[What to produce]
Repeat exactly, and only, the lines from the one holding "Mark every instance of the smoke" through the last line of the records below.

[Material to process]
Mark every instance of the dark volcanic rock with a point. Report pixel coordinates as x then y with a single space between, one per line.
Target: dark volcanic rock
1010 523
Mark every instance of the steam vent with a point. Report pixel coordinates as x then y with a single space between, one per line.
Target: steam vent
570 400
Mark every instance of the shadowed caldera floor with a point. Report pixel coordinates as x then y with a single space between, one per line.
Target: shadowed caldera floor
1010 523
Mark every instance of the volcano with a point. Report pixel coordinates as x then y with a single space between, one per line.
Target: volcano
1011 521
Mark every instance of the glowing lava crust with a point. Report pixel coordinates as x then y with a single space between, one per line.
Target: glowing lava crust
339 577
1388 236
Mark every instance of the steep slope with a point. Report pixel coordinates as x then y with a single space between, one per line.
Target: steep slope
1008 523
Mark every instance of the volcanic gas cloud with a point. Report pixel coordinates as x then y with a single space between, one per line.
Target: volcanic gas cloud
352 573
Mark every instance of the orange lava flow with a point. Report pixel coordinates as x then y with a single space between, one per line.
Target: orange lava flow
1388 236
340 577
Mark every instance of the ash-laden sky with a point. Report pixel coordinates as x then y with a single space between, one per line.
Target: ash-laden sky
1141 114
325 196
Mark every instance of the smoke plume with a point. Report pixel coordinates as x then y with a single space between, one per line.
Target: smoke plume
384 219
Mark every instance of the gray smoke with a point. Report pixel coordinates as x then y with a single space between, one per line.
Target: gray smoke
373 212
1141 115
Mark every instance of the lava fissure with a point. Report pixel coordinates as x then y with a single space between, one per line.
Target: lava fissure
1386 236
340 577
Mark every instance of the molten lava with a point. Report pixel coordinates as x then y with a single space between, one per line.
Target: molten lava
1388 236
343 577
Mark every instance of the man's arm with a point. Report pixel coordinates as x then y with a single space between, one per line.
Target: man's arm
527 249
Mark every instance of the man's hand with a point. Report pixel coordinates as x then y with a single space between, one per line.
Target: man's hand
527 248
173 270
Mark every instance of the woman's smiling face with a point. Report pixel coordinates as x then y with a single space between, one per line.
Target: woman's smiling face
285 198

[Task result]
Mark every instance of the smoke plume with a point. Report pixel coordinates as x then y with a single space between, one per line.
Target: smoke plume
384 219
Mark every instance of the gray smoke with a point. Report pixel coordinates as x then y with a single space between, one per line.
Target: gray smoke
373 212
1141 115
Mark every instance of the lava fissure with a point. Report pixel coordinates as x then y with a single space between, one per line.
Target: lava fissure
1386 236
340 577
Mark every instance of the molten lava with a point. Report pixel coordinates as x then y with a single space between, one per line.
Target: molten lava
1388 236
343 577
Mark every instance of the man's arm with a point. Report pixel coordinates as x then y with a single space between, one per line.
Target: man's arm
527 249
Mark every instance of the man's hand with a point. Report pixel coordinates as x then y with a single space between, one per line.
Target: man's hand
527 248
173 270
Mark every instance of the woman's smiling face with a point. Report pixel coordinates as x then y with a single space between, one per line.
Target: woman's smiling face
285 198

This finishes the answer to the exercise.